■ **EXCERPT TO READ**
As far as your points about swords go, I'm not following what distinctions you're making about "handling". 4 pound long swords are heavy. They are pushing the practical limit for controllable mass on a short handled weapon, and they went away. Swords continued to be useful battlefield weapons even after the civil war, not no one ever issued something as unwieldy again. Such a sword was a weapon for very strong people, not just anyone.


David brought down Goliath by shooting him at a distance. I doubt Goliath's buddies saw it as anything but a violation of the understood rules of the time. David would not have gotten away with this twice.


----------



## Montero (Feb 9, 2017)

Slingers - it is a nice, cheap, simple weapon you can practice as you go about your daily work. Shepherds use them to chase off wolves. You can use them to kill rabbits and other small game. I think that ordinary people could become reasonably good - not necessarily up to the level of the massed Balearic slingers, but good.
Having now watched the video of the recreation, the killing of Goliath was very, very difficult - agreed.

■ **WHAT IS BEING ASKED**
Reproduce the forum excerpt on swords and slings in full, word for word.

■ **DATASET EXTRACT**
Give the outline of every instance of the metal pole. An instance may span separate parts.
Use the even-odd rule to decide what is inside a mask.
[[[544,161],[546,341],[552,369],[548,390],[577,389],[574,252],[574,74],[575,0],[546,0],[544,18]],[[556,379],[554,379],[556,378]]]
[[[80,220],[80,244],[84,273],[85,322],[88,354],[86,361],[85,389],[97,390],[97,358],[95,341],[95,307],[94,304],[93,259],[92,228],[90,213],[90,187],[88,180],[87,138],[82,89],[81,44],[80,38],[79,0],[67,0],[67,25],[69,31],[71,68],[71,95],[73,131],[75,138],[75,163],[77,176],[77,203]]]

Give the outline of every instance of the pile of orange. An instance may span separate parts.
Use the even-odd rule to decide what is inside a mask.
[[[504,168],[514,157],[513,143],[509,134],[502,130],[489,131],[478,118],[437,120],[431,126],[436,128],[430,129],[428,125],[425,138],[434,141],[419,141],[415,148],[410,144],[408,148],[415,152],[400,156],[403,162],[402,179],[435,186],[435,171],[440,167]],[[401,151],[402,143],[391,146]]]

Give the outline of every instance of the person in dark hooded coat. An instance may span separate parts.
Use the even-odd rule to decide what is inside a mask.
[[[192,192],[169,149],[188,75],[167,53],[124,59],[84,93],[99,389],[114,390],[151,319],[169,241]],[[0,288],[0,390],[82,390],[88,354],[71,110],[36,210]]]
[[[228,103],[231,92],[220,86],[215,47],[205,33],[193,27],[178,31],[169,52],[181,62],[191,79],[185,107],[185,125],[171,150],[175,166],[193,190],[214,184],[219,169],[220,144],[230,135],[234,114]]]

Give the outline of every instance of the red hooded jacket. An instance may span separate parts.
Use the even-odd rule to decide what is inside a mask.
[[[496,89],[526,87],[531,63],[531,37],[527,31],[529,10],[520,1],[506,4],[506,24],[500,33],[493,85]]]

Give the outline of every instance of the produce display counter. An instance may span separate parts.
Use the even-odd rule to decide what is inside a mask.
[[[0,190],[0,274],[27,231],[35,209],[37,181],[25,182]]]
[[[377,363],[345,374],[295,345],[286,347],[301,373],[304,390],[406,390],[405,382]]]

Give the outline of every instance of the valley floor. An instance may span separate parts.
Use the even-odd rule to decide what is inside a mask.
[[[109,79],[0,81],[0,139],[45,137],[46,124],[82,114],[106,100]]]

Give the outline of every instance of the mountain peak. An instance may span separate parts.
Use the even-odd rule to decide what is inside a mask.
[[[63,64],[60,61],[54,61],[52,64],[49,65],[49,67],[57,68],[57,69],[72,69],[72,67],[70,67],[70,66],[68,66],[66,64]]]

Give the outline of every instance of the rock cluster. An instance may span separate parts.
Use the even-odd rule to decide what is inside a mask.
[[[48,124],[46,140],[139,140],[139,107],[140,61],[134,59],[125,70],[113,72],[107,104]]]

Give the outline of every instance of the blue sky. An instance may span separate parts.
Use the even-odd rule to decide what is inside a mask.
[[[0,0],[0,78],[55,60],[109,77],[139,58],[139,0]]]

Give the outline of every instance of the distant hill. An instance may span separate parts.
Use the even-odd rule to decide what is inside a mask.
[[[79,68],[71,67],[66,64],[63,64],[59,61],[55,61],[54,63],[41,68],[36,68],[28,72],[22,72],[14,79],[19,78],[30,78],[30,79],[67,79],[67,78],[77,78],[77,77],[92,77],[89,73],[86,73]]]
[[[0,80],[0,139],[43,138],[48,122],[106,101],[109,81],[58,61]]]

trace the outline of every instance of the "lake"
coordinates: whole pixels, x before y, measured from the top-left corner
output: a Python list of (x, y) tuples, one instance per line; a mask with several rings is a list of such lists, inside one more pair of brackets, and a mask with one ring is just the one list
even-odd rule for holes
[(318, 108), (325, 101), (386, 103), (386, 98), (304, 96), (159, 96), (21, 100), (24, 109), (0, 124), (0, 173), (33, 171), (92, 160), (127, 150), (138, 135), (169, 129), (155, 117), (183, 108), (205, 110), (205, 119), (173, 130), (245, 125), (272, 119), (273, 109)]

■ **OUTPUT FOR THIS TASK**
As far as your points about swords go, I'm not following what distinctions you're making about "handling". 4 pound long swords are heavy. They are pushing the practical limit for controllable mass on a short handled weapon, and they went away. Swords continued to be useful battlefield weapons even after the civil war, not no one ever issued something as unwieldy again. Such a sword was a weapon for very strong people, not just anyone.


David brought down Goliath by shooting him at a distance. I doubt Goliath's buddies saw it as anything but a violation of the understood rules of the time. David would not have gotten away with this twice.


----------



## Montero (Feb 9, 2017)

Slingers - it is a nice, cheap, simple weapon you can practice as you go about your daily work. Shepherds use them to chase off wolves. You can use them to kill rabbits and other small game. I think that ordinary people could become reasonably good - not necessarily up to the level of the massed Balearic slingers, but good.
Having now watched the video of the recreation, the killing of Goliath was very, very difficult - agreed.